**GIVEN PROBLEM**:
Write out all the lines again, precisely as they stand, but without the images.

**ITEMS**:
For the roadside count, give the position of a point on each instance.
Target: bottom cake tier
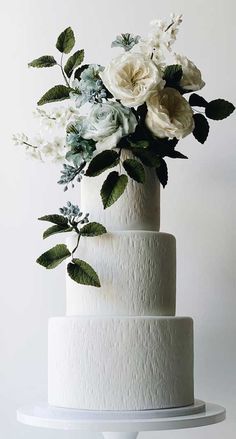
(120, 363)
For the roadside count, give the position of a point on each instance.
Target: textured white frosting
(137, 209)
(137, 271)
(120, 363)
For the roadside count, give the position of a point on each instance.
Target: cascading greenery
(121, 119)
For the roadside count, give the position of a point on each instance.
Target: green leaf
(83, 273)
(93, 229)
(43, 61)
(148, 158)
(112, 188)
(201, 128)
(162, 172)
(80, 70)
(53, 230)
(173, 74)
(66, 41)
(139, 143)
(60, 220)
(135, 170)
(74, 61)
(57, 93)
(105, 160)
(197, 101)
(219, 109)
(53, 257)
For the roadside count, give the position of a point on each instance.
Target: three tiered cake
(120, 347)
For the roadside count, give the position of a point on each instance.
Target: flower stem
(77, 244)
(63, 73)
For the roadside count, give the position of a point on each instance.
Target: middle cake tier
(137, 271)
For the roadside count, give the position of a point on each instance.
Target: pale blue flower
(90, 87)
(73, 214)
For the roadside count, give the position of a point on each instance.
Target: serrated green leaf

**COMPLETED TASK**:
For the roadside count, give the position of a point on each instance.
Target: bottom cake tier
(120, 363)
For the roadside count, give the position of a point on each instance.
Target: textured white frosting
(137, 209)
(137, 271)
(120, 363)
For the roadside count, give the position of a point on each instance.
Target: cascading greenery
(121, 119)
For the roadside count, give the position of a point on each instance.
Target: green leaf
(83, 273)
(93, 229)
(43, 61)
(148, 158)
(112, 188)
(201, 128)
(162, 172)
(80, 70)
(53, 230)
(173, 74)
(66, 41)
(139, 143)
(60, 220)
(135, 170)
(74, 61)
(57, 93)
(105, 160)
(197, 101)
(219, 109)
(53, 257)
For the roadside count, give the position of a point on each instance.
Target: three tiered cake
(120, 347)
For the roadside count, give the position of a point on each instance.
Target: flower stem
(77, 244)
(63, 73)
For the roadside count, give the position of a point on each instance.
Target: middle cake tier
(137, 271)
For the roadside count, give the position of a point on each instance.
Target: pale blue flower
(90, 87)
(73, 214)
For the roadside count, give the position of a point on each instance.
Target: serrated green leaf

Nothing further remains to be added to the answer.